→ **DATA TO USE**:
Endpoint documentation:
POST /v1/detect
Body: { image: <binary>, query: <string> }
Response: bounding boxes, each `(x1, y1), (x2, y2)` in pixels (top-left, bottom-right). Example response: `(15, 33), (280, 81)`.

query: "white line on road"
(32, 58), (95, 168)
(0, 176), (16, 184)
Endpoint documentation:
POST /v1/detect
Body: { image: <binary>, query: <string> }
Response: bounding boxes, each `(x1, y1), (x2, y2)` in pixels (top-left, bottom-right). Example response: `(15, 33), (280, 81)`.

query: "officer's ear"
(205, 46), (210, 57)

→ **INSTRUCTIONS TO FOLLOW**: Return each entry without altering a single word.

→ **ANSWER BOX**:
Endpoint documentation:
POST /v1/detect
Body: { image: <binary>, query: <string> }
Response: bounding boxes, each `(x1, y1), (x2, y2)` in pixels (top-left, bottom-right). Example response: `(15, 33), (280, 81)`.

query: "white line on road"
(32, 58), (95, 168)
(0, 176), (16, 184)
Endpoint documentation:
POST /v1/detect
Body: { image: <binary>, query: <string> }
Response: bounding boxes, each `(x1, y1), (x2, y2)` in pixels (top-left, bottom-right). Example response: `(15, 33), (280, 81)`.

query: "officer's ear"
(205, 46), (210, 57)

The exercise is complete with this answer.